# PAGE TEXT
But then the dude went on late night network TV and I realized we will have to reckon with him for a while longer. Possibly for the next few years at least. Cue the clapter…
The dude in question is Jesse Welles. He’s a folk singer in the era of TikTok. He sings about being against all the things a person with a brain and a heart should be against. He’s anti-Trump and anti-MAGA… we think. He comes across as having strongly held beliefs… right up until he sounds like someone who’s just asking questions or doing his own research. He’s at the forefront of online DIY protest music… and the recipient of four Grammy nominations. He’s been called “the next Bob Dylan” due to his raspy voice and his protest-themed lyrics, and yet… actually, he seems to be embracing that absurd notion, as evidenced by his recent duet with Joan Baez on a cover of “Don’t Think Twice It’s Alright.”
(Lest you think I’m piling on, it’s absurd to compare anyone to Bob Dylan. Between the releases of Infidels and Time Out of Mind, even Bob Dylan wasn’t Bob Dylan anymore. So If Jesse Welles manages to attain cultural icon status in 50 years or so, I’ll apologize from the great beyond.)
But even if we wanted to entertain the notion that Jesse Welles is the TikTok version of Bob Dylan or Woody Guthrie, there is a key difference between those two legends and Welles, apart from longevity and influence. Dylan and Guthrie wrote songs. Their lyrics incorporated imagery and told stories and used metaphors. Even some of Dylan’s most explicit protest songs (“The Lonesome Death of Hattie Carroll,” “Hurricane”) contained narrative descriptions that dropped the listener into a vivid scene. And their music contained actual melodies. They could be tuneful or rousing or downbeat or engrossing, with the music itself bringing out an emotional response from the audience. For proof check out some of Dylan’s most personal songs like “Girl From the North Country” or “Tangled Up in Blue.” Or go back to that 1964 TV performance of “Hattie Carroll.” Before a word is uttered, Dylan has your full attention with the harmonica intro.
Jesse Welles does none of these things.
We can dispense with the music quickly, since there’s no “there” there. It’s just bland, melody-free background strumming like you’d hear at a protest. He might drop in the occasional pedal steel on a song like “The Great Caucasian God” or thoroughly rip off a White Stripes track on “Boot Straps,” but overall the music is wallpaper. The point, aside from feeding the algorithm, is for you to hear his lyrics.
As for those lyrics? Woof. I’ve seen more subtlety and nuance in a Tom & Jerry cartoon. Let’s start with the song he performed on Colbert – “Join ICE.” “Well I failed the academy, the cops weren’t havin’ me / The Army didn’t sound that fun / So I found me a paramilitary operation / That was keen to hand me a gun.” I get the sarcasm, I get what he’s going for, but there’s nothing lyrically beyond the sarcasm. The song is pure trolling and red meat. Think Warren Zevon’s “The Factory” only if the entire song was “punching out Chryslers” and “polyvinyl chloride” but left out any description of waking up early on a chilly morning when the factory whistle blows.

# DATA SECTION
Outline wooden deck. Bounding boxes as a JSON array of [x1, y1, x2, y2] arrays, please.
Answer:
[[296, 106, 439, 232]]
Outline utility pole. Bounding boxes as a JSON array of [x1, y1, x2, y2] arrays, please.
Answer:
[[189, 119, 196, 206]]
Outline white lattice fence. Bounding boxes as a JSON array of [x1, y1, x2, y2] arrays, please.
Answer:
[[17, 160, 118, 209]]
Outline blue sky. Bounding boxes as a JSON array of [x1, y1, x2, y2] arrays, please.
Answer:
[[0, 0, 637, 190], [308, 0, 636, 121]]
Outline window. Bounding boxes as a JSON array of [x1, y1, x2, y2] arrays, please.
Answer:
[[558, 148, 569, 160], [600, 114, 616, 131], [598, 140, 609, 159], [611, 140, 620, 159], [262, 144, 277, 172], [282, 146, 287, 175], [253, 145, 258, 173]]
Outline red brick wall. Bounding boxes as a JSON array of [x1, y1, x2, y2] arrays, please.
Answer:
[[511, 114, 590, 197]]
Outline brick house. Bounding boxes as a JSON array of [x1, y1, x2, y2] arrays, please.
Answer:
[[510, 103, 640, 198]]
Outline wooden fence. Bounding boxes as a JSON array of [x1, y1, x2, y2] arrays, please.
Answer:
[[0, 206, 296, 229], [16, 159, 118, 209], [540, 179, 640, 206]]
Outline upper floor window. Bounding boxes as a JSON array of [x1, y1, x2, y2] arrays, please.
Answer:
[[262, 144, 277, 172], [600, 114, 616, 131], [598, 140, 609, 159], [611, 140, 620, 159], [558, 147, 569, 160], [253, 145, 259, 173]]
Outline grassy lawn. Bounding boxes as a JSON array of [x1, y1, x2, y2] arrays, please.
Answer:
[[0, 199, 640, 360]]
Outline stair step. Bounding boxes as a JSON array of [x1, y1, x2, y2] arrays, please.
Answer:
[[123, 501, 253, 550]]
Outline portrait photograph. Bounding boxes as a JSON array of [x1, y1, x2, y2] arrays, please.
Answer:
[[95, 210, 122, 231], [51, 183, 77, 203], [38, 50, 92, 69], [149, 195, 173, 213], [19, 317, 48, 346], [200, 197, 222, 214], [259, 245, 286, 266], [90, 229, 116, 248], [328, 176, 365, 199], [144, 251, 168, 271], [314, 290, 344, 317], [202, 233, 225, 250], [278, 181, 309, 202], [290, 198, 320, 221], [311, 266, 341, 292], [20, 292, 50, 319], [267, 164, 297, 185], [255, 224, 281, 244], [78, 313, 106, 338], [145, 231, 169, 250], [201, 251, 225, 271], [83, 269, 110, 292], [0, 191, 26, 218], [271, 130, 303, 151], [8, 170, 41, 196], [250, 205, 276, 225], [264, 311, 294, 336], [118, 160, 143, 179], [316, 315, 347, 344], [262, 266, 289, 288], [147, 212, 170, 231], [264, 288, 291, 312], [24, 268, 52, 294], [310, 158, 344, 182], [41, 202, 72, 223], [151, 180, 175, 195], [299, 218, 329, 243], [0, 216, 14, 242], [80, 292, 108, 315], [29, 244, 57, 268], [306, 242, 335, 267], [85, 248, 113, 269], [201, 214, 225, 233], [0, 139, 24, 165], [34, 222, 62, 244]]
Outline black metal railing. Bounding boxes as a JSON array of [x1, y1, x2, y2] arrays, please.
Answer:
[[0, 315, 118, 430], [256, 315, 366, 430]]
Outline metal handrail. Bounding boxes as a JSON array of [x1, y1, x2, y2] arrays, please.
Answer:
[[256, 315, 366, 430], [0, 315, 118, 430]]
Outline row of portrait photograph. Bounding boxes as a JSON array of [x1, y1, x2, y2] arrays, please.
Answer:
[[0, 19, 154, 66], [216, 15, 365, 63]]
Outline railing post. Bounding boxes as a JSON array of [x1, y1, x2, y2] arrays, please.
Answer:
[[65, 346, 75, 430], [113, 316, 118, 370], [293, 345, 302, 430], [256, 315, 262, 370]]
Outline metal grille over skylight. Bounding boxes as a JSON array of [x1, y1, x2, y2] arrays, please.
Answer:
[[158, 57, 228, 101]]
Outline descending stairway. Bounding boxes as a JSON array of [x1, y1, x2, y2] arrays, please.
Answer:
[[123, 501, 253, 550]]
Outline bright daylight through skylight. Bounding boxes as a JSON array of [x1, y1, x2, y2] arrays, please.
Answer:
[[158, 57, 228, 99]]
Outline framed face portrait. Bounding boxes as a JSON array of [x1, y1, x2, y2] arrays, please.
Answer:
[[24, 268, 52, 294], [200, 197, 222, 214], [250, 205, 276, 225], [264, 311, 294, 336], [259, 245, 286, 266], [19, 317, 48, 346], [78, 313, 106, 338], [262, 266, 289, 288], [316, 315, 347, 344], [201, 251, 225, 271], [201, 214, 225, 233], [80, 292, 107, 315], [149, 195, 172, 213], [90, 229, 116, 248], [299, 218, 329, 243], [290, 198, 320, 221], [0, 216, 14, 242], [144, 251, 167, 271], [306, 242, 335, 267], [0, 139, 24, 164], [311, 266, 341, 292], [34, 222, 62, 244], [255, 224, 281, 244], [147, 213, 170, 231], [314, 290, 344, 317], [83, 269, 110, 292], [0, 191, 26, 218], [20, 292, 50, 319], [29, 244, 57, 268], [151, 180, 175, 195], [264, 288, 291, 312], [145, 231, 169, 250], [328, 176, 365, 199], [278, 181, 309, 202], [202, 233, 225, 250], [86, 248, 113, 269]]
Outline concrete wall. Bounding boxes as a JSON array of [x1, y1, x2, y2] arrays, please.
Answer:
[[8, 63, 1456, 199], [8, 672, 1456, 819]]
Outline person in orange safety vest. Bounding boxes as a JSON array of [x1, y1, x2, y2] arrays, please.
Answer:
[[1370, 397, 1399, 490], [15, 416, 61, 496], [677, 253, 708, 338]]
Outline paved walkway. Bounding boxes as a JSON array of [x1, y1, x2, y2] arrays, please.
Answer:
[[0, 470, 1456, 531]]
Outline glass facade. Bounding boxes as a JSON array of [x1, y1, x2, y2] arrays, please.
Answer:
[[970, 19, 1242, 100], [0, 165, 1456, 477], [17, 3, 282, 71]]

# WORK INSTRUCTIONS
a: In the Jesse Welles critique, how many Grammy nominations has Welles received?
b: Rewrite the passage of the Jesse Welles critique that opens with the words containing "Jesse Welles does" and closes with "hear his lyrics.", changing "wallpaper" to "background noise".

# REPLIES
a: Four.

b:
Jesse Welles does none of these things.
We can dispense with the music quickly, since there’s no “there” there. It’s just bland, melody-free background strumming like you’d hear at a protest. He might drop in the occasional pedal steel on a song like “The Great Caucasian God” or thoroughly rip off a White Stripes track on “Boot Straps,” but overall the music is background noise. The point, aside from feeding the algorithm, is for you to hear his lyrics.